課題 = 百貨店の再生を論じたコラムのうち、「デパートのルネッサンス(再生」から始まり「革して行かねばならないのだ。」で終わる箇所を、「ビジネスモデル」を「事業モデル」に置き換えて書き出してください。

コラム =
▬▬▬
デパートのルネッサンスはどこにある? 2022年01月01日号-40

 本コラム「デパートのルネッサンスはどこにある?」は、今号で丁度連載40回目を数える。

 この節目に(節目は50とか100回では、というご意見はあると思うが)僭越ながら以下提言したい。
「百貨店復活のカギ、それは変わり続けるコト、すなわち『過去を否定し続ける』ことにある」と。

 大事なコトなので、もう一度言う。
デパートのルネッサンス(再生・復活)は、百貨店(業界)が過去を否定し、新しいビジネスモデルを創造できるのか、にかかっているのだ。2022年、我々いよいよその号砲を鳴らす時を迎えた。

未来の自己実現のため、過去を自己否定する

 ビジネスを継続する上で、一番に心がけるべきことは「過去の自分を否定し続けること」だ。己を常に変革して行かねばならないのだ。
12月15日号の本欄でも言及した通り、ビジネスに限らず、世界が常に変わり続けている限り、それが真理だという事に疑いはない。

 例えば、企業の方針を例に取ると、当然、市場が変化していけばマーケティング手法も変わって行く。それなのに、一度設定した自社のビジネスモデルを変えようとする企業や経営者は極めて少ない。これはもちろん百貨店=小売業界に限ったことではないが。

 変化をとらえようと顧客にヒアリングをしても、革新的なアイディアは生まれにくい。百貨店に限らず企業というのは、顧客が「まったく想像できないような」商品やサービスを提示しなければならないのだ。
▬▬▬
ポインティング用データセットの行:
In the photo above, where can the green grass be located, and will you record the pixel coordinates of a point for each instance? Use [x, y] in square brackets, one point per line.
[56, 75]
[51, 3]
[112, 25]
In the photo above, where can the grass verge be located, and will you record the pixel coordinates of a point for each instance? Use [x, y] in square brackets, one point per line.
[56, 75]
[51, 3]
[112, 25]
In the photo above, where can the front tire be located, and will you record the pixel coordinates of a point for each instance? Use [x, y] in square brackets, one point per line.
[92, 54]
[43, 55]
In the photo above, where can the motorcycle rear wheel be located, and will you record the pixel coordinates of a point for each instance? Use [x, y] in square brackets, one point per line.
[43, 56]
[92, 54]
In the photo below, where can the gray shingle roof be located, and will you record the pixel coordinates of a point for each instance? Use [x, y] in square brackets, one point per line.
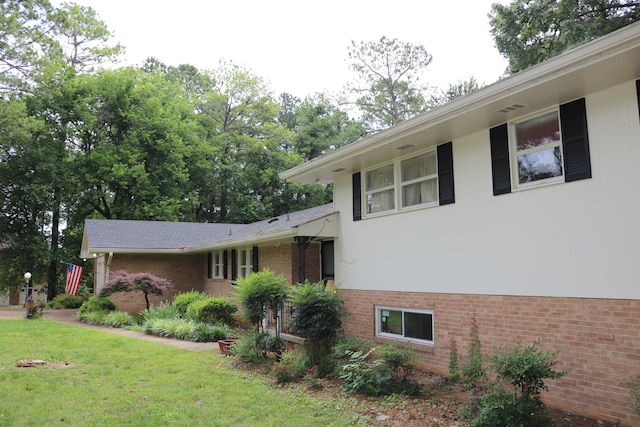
[162, 235]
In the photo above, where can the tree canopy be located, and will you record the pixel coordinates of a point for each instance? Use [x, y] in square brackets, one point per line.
[527, 32]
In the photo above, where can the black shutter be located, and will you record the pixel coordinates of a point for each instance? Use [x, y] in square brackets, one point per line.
[445, 174]
[225, 265]
[357, 197]
[254, 260]
[575, 141]
[234, 264]
[500, 160]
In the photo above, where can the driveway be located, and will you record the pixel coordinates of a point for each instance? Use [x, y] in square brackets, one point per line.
[69, 317]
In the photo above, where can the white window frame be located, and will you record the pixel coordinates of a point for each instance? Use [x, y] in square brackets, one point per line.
[217, 264]
[514, 153]
[398, 186]
[379, 309]
[246, 268]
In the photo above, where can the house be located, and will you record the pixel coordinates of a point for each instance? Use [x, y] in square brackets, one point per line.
▬▬▬
解答 =
デパートのルネッサンス(再生・復活)は、百貨店(業界)が過去を否定し、新しい事業モデルを創造できるのか、にかかっているのだ。2022年、我々いよいよその号砲を鳴らす時を迎えた。

未来の自己実現のため、過去を自己否定する

 ビジネスを継続する上で、一番に心がけるべきことは「過去の自分を否定し続けること」だ。己を常に変革して行かねばならないのだ。